Saved entries
****************

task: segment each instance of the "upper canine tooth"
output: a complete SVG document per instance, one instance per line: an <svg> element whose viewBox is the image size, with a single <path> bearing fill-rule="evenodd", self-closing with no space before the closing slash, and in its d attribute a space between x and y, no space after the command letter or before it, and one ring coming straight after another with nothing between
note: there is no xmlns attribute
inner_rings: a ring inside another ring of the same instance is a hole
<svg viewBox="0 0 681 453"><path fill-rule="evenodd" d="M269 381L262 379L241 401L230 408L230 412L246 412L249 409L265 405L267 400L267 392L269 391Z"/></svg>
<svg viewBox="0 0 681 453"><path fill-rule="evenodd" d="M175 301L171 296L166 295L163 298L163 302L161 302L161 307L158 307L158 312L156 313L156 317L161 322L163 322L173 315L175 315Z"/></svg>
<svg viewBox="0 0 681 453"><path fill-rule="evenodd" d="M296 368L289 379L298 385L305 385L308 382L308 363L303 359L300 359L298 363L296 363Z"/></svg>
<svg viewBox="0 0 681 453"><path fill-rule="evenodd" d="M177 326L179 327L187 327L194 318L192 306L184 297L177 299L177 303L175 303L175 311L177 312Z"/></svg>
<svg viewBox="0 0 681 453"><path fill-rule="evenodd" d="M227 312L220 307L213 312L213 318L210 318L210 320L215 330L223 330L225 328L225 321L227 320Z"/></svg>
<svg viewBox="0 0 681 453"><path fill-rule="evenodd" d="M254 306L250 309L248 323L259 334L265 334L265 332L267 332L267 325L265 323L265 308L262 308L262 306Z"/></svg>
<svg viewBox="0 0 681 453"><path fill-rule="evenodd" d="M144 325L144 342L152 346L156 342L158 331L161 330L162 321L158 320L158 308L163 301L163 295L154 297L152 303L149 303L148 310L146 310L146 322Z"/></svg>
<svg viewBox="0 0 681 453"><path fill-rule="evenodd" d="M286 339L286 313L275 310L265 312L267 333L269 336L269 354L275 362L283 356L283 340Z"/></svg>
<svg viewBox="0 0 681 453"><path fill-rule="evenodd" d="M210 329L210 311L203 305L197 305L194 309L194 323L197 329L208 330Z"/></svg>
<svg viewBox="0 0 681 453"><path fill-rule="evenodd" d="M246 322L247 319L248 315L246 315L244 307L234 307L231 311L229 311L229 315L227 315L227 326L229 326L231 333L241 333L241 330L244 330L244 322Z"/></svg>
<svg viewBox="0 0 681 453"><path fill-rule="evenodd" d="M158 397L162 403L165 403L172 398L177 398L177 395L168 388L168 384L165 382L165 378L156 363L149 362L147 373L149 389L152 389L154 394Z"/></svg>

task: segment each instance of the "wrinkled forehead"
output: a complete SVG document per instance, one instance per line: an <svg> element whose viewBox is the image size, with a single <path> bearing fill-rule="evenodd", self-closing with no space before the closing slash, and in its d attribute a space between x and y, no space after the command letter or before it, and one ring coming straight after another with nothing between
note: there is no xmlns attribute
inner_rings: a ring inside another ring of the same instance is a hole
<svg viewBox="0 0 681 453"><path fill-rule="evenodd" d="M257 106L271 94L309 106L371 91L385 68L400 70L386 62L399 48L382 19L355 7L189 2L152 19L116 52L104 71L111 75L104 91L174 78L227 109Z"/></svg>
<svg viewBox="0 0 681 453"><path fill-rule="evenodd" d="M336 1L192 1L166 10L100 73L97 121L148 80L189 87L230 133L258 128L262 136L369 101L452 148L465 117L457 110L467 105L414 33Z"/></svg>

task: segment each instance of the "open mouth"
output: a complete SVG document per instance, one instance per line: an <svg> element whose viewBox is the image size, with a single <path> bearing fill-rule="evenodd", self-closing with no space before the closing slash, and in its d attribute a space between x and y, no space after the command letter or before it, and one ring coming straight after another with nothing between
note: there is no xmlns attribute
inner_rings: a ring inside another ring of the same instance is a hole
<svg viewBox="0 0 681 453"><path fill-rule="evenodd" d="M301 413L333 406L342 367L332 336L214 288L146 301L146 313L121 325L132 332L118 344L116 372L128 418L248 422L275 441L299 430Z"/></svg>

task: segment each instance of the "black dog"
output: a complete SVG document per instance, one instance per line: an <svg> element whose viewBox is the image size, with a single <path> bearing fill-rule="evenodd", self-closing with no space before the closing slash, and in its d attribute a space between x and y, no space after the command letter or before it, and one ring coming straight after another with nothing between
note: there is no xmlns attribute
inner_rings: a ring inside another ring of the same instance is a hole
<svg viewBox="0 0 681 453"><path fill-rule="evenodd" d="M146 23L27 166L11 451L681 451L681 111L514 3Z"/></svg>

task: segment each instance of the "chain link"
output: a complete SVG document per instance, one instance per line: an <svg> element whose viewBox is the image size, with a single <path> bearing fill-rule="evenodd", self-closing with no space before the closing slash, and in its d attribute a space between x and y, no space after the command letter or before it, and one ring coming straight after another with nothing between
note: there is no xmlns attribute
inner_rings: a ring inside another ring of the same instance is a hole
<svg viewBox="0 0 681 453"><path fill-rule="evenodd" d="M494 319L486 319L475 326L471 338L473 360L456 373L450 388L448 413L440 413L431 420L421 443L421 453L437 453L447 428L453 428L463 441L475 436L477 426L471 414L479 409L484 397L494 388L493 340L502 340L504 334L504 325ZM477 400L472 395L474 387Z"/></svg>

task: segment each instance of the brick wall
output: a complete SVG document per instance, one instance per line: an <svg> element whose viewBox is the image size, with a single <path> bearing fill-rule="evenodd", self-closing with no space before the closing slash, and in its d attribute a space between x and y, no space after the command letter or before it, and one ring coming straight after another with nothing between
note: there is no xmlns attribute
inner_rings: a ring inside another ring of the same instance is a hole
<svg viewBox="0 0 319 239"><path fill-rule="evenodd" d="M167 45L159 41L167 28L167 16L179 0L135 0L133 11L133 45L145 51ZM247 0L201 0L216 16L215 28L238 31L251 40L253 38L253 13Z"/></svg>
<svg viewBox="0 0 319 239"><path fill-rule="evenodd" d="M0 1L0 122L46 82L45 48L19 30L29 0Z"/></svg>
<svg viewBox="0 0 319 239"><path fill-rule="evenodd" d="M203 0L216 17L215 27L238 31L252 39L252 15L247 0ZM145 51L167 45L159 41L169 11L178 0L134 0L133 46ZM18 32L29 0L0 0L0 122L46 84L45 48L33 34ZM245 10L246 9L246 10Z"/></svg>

****************

* **Work required**: Convert the records into a two-column CSV with the header row "task,answer" and one row per record. Put the record's full text under "task" and its answer under "answer", enclosing each field in double quotes and replacing every line break with a space.

* **Answer to the exercise**:
task,answer
"task: segment each instance of the ""upper canine tooth"" output: a complete SVG document per instance, one instance per line: an <svg> element whose viewBox is the image size, with a single <path> bearing fill-rule=""evenodd"", self-closing with no space before the closing slash, and in its d attribute a space between x and y, no space after the command letter or before it, and one ring coming straight after another with nothing between note: there is no xmlns attribute inner_rings: a ring inside another ring of the same instance is a hole","<svg viewBox=""0 0 681 453""><path fill-rule=""evenodd"" d=""M269 381L262 379L241 401L230 408L230 412L246 412L249 409L265 405L267 400L267 392L269 391Z""/></svg> <svg viewBox=""0 0 681 453""><path fill-rule=""evenodd"" d=""M175 301L171 296L166 295L163 298L163 302L161 302L161 307L158 307L158 312L156 313L156 317L161 322L163 322L173 315L175 315Z""/></svg> <svg viewBox=""0 0 681 453""><path fill-rule=""evenodd"" d=""M296 368L289 379L298 385L305 385L308 382L308 363L303 359L300 359L298 363L296 363Z""/></svg> <svg viewBox=""0 0 681 453""><path fill-rule=""evenodd"" d=""M177 326L179 327L187 327L194 318L192 306L184 297L177 299L177 303L175 303L175 311L177 312Z""/></svg> <svg viewBox=""0 0 681 453""><path fill-rule=""evenodd"" d=""M227 312L220 307L213 312L213 318L210 318L210 320L215 330L223 330L225 328L225 321L227 320Z""/></svg> <svg viewBox=""0 0 681 453""><path fill-rule=""evenodd"" d=""M254 306L250 309L248 323L259 334L265 334L265 332L267 332L267 325L265 323L265 308L262 308L262 306Z""/></svg> <svg viewBox=""0 0 681 453""><path fill-rule=""evenodd"" d=""M144 325L144 342L152 346L156 342L158 331L161 330L162 321L158 320L158 308L163 301L163 295L154 297L152 303L149 303L148 310L146 310L146 322Z""/></svg> <svg viewBox=""0 0 681 453""><path fill-rule=""evenodd"" d=""M286 339L286 313L275 310L265 312L267 333L269 336L269 354L275 362L283 356L283 340Z""/></svg> <svg viewBox=""0 0 681 453""><path fill-rule=""evenodd"" d=""M210 329L210 311L203 305L197 305L194 309L194 323L197 329L208 330Z""/></svg> <svg viewBox=""0 0 681 453""><path fill-rule=""evenodd"" d=""M246 322L247 319L248 315L246 315L244 307L234 307L231 311L229 311L229 315L227 315L227 326L229 326L231 333L241 333L241 330L244 330L244 322Z""/></svg> <svg viewBox=""0 0 681 453""><path fill-rule=""evenodd"" d=""M158 397L162 403L165 403L172 398L177 398L177 395L168 388L168 384L165 382L165 378L156 363L149 362L147 373L149 389L152 389L154 394Z""/></svg>"
"task: segment each instance of the ""wrinkled forehead"" output: a complete SVG document per instance, one instance per line: an <svg> element whose viewBox is the image size, with a single <path> bearing fill-rule=""evenodd"", self-closing with no space before the closing slash, and in its d attribute a space between x and y, no space after the command letter or before it, and one ring coming straight after another with nothing between note: there is no xmlns attribute inner_rings: a ring inside another ring of the same instance is a hole","<svg viewBox=""0 0 681 453""><path fill-rule=""evenodd"" d=""M257 106L271 94L309 106L371 91L385 68L400 70L386 62L399 48L382 19L355 7L189 2L152 19L116 52L104 71L111 75L104 91L174 78L227 109Z""/></svg> <svg viewBox=""0 0 681 453""><path fill-rule=""evenodd"" d=""M336 1L192 1L166 10L100 73L97 121L148 80L189 87L230 133L258 128L262 136L369 101L452 148L465 117L457 110L467 105L414 33Z""/></svg>"
"task: segment each instance of the ""open mouth"" output: a complete SVG document per instance, one instance per line: an <svg> element whose viewBox is the image size, with a single <path> bearing fill-rule=""evenodd"", self-closing with no space before the closing slash, and in its d attribute a space between x and y, no space after the command letter or before it, and one ring coming straight after another with nothing between note: there is no xmlns attribute inner_rings: a ring inside another ring of the same instance is a hole","<svg viewBox=""0 0 681 453""><path fill-rule=""evenodd"" d=""M301 413L333 406L342 367L332 336L214 288L146 301L146 313L121 325L132 332L118 344L116 372L128 418L248 422L275 441L299 430Z""/></svg>"
"task: segment each instance of the ""black dog"" output: a complete SVG document per instance, one instance per line: an <svg> element whose viewBox is the image size, with a single <path> bearing fill-rule=""evenodd"", self-closing with no space before the closing slash, and in its d attribute a space between x and y, no space after the command letter or before it, and one ring coming straight after another with nothing between note: there is no xmlns attribute inner_rings: a ring inside another ring of the same instance is a hole","<svg viewBox=""0 0 681 453""><path fill-rule=""evenodd"" d=""M146 23L27 166L11 451L681 451L681 111L514 3Z""/></svg>"
"task: segment each instance of the ""chain link"" output: a complete SVG document per instance, one instance per line: an <svg> element whose viewBox is the image size, with a single <path> bearing fill-rule=""evenodd"", self-closing with no space before the closing slash, and in its d attribute a space between x and y, no space after the command letter or before it, and one ring coming straight after another with nothing between note: there is no xmlns attribute inner_rings: a ring inside another ring of the same instance is a hole","<svg viewBox=""0 0 681 453""><path fill-rule=""evenodd"" d=""M494 319L486 319L475 326L471 338L473 360L456 373L450 388L448 413L440 413L431 420L421 443L421 453L437 453L447 428L453 428L463 441L475 436L477 426L471 414L479 409L484 397L494 388L493 340L502 340L504 334L504 325ZM477 400L472 395L474 387Z""/></svg>"
"task: segment each instance of the brick wall output: a complete SVG document per instance, one instance per line: an <svg> element whose viewBox is the image size, with a single <path> bearing fill-rule=""evenodd"", self-closing with no space before the closing slash, and in its d attribute a space between x and y, no space after the command letter or before it, and one ring coming straight after another with nothing between note: there is no xmlns attribute inner_rings: a ring inside another ring of the same instance is a hole","<svg viewBox=""0 0 319 239""><path fill-rule=""evenodd"" d=""M167 45L159 41L167 28L167 16L179 0L135 0L133 11L133 45L145 51ZM247 0L201 0L216 16L215 28L238 31L251 40L253 38L253 13Z""/></svg> <svg viewBox=""0 0 319 239""><path fill-rule=""evenodd"" d=""M0 1L0 122L46 82L45 48L19 30L29 0Z""/></svg> <svg viewBox=""0 0 319 239""><path fill-rule=""evenodd"" d=""M203 0L216 17L215 27L238 31L252 39L252 15L247 0ZM145 51L167 45L159 41L169 11L178 0L134 0L133 46ZM18 32L29 0L0 0L0 122L46 84L45 48L33 34ZM245 10L246 9L246 10Z""/></svg>"